» **What you are asked to do**: Using the entries that follow, report the number of lines that include the string "grey", without any other text.
_____
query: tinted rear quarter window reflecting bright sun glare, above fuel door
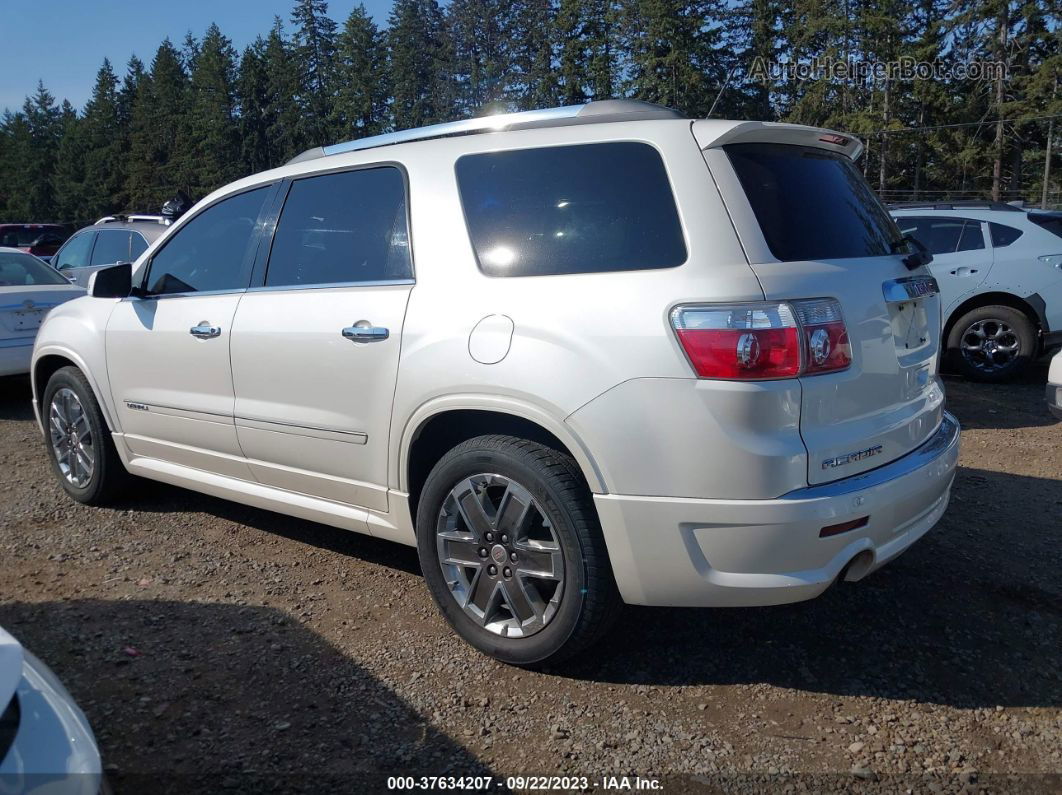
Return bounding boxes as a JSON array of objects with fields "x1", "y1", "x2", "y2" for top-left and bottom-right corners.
[{"x1": 457, "y1": 142, "x2": 686, "y2": 276}]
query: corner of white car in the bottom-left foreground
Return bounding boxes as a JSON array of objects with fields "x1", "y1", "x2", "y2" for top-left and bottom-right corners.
[{"x1": 0, "y1": 628, "x2": 103, "y2": 795}]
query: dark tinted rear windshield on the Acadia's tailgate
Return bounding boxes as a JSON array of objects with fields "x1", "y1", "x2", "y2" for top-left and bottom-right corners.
[{"x1": 723, "y1": 143, "x2": 904, "y2": 262}]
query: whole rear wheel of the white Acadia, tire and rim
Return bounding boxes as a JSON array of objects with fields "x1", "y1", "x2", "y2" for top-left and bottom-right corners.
[{"x1": 416, "y1": 435, "x2": 620, "y2": 666}]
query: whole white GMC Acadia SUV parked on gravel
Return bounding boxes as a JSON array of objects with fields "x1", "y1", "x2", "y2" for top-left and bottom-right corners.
[{"x1": 32, "y1": 101, "x2": 959, "y2": 664}]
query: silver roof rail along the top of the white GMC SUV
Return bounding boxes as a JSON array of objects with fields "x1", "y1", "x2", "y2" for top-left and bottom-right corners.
[{"x1": 286, "y1": 100, "x2": 685, "y2": 166}]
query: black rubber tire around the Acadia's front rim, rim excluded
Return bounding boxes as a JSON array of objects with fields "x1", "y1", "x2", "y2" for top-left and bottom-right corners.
[{"x1": 40, "y1": 366, "x2": 129, "y2": 505}]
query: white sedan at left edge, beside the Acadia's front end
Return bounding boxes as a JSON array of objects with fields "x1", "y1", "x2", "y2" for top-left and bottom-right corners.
[{"x1": 0, "y1": 247, "x2": 85, "y2": 376}]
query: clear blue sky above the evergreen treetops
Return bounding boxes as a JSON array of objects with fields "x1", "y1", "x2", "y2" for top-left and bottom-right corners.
[{"x1": 0, "y1": 0, "x2": 391, "y2": 109}]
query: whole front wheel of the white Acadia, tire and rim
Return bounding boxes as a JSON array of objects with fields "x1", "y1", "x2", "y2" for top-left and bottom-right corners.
[{"x1": 40, "y1": 366, "x2": 131, "y2": 505}]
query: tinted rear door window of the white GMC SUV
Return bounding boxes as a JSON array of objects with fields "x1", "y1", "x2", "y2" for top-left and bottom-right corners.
[{"x1": 266, "y1": 166, "x2": 413, "y2": 287}]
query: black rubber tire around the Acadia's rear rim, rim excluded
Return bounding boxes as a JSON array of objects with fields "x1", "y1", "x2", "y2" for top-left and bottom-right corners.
[{"x1": 416, "y1": 437, "x2": 607, "y2": 666}]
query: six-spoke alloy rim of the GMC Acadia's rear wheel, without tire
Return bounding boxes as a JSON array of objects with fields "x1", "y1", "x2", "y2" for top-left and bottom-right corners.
[{"x1": 435, "y1": 473, "x2": 564, "y2": 638}]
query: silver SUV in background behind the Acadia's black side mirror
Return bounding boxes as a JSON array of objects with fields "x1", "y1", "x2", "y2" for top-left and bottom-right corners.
[{"x1": 51, "y1": 215, "x2": 169, "y2": 287}]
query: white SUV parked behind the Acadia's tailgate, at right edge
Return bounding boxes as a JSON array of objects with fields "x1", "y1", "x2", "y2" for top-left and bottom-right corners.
[{"x1": 891, "y1": 202, "x2": 1062, "y2": 381}]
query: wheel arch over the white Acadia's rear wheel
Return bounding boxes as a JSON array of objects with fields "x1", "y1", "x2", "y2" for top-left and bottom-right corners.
[{"x1": 396, "y1": 396, "x2": 606, "y2": 526}]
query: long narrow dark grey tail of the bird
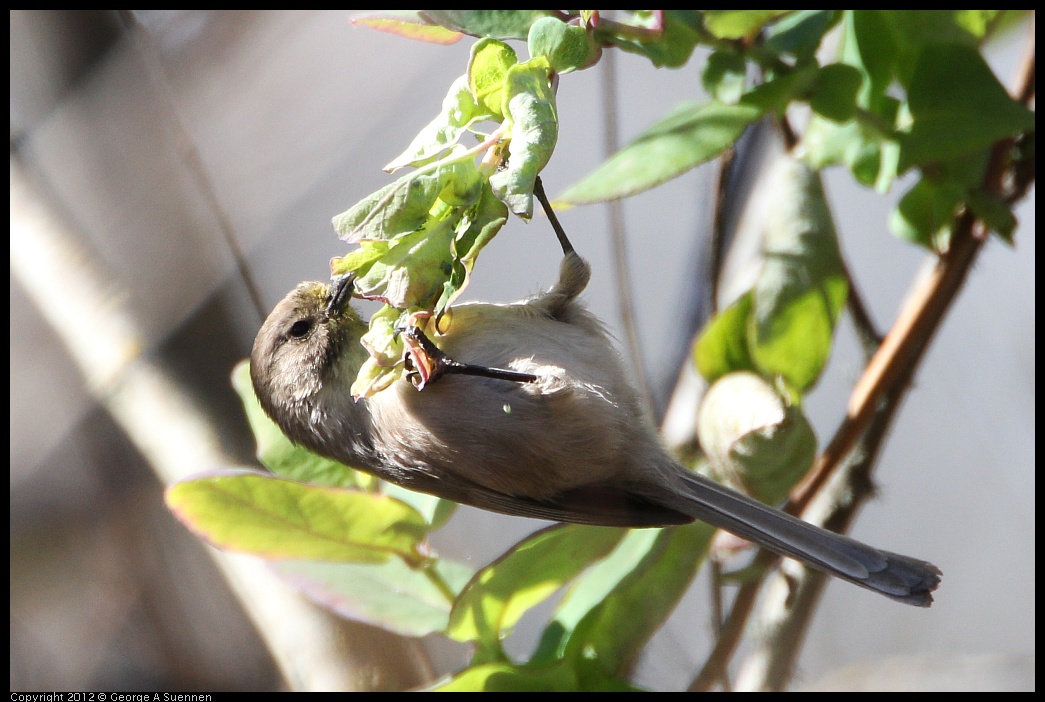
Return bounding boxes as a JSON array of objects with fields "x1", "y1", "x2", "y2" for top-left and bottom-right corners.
[{"x1": 672, "y1": 471, "x2": 941, "y2": 607}]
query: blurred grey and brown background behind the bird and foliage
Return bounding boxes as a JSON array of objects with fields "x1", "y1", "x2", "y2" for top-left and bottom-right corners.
[{"x1": 10, "y1": 10, "x2": 1036, "y2": 691}]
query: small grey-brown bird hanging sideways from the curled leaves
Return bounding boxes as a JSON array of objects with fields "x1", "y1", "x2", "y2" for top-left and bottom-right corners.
[{"x1": 251, "y1": 250, "x2": 941, "y2": 607}]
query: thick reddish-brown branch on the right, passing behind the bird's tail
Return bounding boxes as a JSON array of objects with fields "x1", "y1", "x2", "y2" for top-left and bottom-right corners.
[{"x1": 737, "y1": 28, "x2": 1035, "y2": 691}]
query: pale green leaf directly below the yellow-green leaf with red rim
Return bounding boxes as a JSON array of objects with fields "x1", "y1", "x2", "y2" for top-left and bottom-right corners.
[{"x1": 273, "y1": 558, "x2": 472, "y2": 636}]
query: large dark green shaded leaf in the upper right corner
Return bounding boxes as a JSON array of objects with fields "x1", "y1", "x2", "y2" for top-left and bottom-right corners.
[{"x1": 901, "y1": 44, "x2": 1035, "y2": 169}]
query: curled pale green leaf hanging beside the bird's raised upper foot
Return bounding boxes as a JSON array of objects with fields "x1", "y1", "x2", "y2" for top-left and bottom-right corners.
[{"x1": 490, "y1": 56, "x2": 559, "y2": 219}]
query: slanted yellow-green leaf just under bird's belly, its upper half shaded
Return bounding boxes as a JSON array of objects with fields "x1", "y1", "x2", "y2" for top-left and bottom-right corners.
[{"x1": 447, "y1": 524, "x2": 626, "y2": 649}]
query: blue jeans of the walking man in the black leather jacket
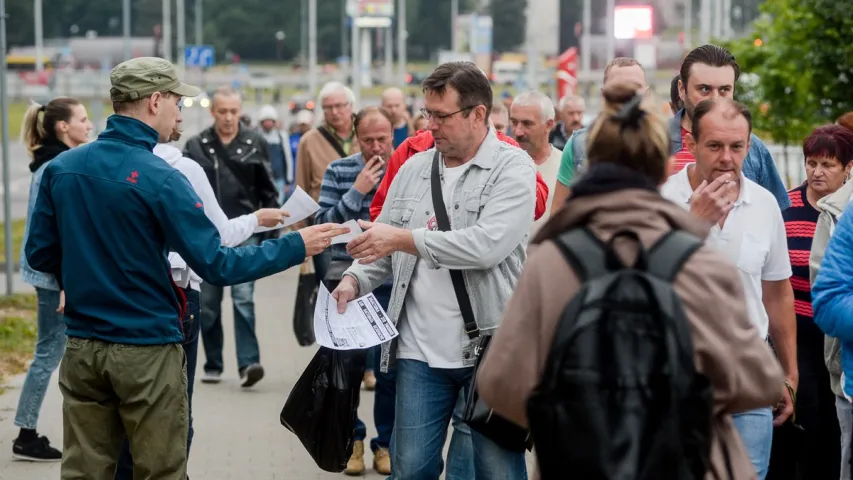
_____
» **Response for this exercise**: 3